● **Source passage**:
=======
The reason this is a bit confusing is that there are 4 related but independent issues that contribute to the problem.
- Flash ignores file extensions and content headers. The Flash player built into all of our browsers will execute any file that has Flash file headers. This means it ignores HTTP content headers. Some sites assume that content can’t execute because they don’t label it as runnable in the HTML or through the HTTP headers. If they don’t specifically filter the content type, though, and allow a Flash object anywhere in the page, it will run – in their context. Running in context of the containing page/site is expected, but execution despite content labeling is often unexpected and can be dangerous. Now most sites filter or otherwise mark images and some other major uploadable content types, but if they have a field for a .zip file or a document, unless they filter it (and many sites do) the content will run.
- Flash files can impersonate other file types. A bad guy can take a Flash program, append a .zip file, and give it a .zip file extension. To any ZIP parser, that’s a valid zip file, and not a Flash file. This also applies to other file types, such as the .docx/pptx/xlsx zipped XML formats preferred by current versions of MS Office. As I mentioned in the second point, many servers screen potentially-unsafe file types such as zip. Such hybrid files are totally valid zip archives, but simultaneously executable Flash files. If the site serves up such a file, (as many bulletin boards and code-sample sites do), the Flash plugin will manage to recognize and execute the Flash component, even though it looks more like a zip file to humans and file scanners.
=======
● **Data listing**:
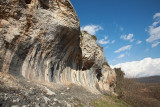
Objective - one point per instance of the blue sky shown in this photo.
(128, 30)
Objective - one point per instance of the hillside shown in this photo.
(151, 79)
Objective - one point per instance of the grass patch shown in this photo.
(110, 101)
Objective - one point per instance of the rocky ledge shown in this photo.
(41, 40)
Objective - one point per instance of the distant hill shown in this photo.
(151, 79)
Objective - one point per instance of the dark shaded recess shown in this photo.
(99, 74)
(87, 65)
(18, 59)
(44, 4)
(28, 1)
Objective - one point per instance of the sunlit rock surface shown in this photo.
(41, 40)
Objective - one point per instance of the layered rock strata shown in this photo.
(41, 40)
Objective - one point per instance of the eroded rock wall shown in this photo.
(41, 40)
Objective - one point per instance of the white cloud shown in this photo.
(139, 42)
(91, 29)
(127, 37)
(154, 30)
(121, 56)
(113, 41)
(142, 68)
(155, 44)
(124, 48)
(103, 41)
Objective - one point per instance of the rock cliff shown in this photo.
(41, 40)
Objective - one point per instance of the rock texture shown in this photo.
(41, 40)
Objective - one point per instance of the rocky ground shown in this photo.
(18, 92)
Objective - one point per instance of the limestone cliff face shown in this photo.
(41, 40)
=======
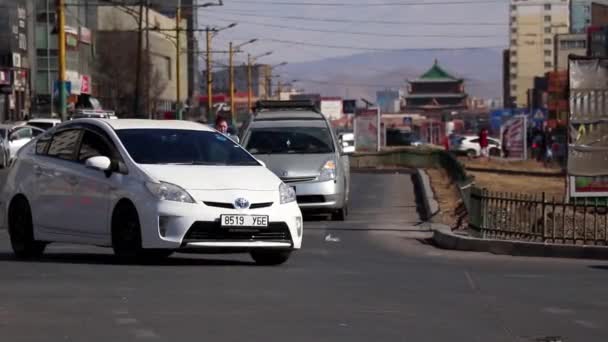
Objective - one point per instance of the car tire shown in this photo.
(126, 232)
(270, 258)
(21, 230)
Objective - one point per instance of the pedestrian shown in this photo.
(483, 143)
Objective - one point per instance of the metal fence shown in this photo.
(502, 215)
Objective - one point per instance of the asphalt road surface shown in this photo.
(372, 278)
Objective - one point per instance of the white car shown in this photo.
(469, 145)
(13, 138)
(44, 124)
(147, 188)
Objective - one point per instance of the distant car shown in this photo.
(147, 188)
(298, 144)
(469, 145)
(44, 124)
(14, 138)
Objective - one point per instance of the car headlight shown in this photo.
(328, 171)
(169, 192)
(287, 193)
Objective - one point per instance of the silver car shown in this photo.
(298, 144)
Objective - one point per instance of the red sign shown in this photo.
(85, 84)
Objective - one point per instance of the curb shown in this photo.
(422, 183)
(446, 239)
=======
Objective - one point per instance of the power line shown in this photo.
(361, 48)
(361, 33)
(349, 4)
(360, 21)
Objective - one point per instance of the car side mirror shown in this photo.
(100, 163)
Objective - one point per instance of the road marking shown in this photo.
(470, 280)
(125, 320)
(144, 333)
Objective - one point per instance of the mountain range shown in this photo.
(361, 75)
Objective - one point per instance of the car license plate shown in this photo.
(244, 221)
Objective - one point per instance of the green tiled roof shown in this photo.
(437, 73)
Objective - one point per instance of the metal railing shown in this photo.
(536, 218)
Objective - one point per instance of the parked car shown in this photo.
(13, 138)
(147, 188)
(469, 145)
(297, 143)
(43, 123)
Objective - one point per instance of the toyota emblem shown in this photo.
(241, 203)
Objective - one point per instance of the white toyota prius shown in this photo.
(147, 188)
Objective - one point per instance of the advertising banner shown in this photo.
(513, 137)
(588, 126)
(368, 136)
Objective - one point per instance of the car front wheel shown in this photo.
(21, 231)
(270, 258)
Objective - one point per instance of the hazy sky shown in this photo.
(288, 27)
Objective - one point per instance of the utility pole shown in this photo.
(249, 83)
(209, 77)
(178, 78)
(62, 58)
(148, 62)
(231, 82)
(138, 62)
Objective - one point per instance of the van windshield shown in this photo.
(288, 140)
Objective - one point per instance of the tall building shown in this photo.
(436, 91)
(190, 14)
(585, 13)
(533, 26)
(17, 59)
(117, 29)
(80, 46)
=======
● **Directions**:
Please output, unchanged, the part of the passage on Flash file handling that opens with the words containing "- Flash ignores" and closes with "content will run.".

● **Reply**:
- Flash ignores file extensions and content headers. The Flash player built into all of our browsers will execute any file that has Flash file headers. This means it ignores HTTP content headers. Some sites assume that content can’t execute because they don’t label it as runnable in the HTML or through the HTTP headers. If they don’t specifically filter the content type, though, and allow a Flash object anywhere in the page, it will run – in their context. Running in context of the containing page/site is expected, but execution despite content labeling is often unexpected and can be dangerous. Now most sites filter or otherwise mark images and some other major uploadable content types, but if they have a field for a .zip file or a document, unless they filter it (and many sites do) the content will run.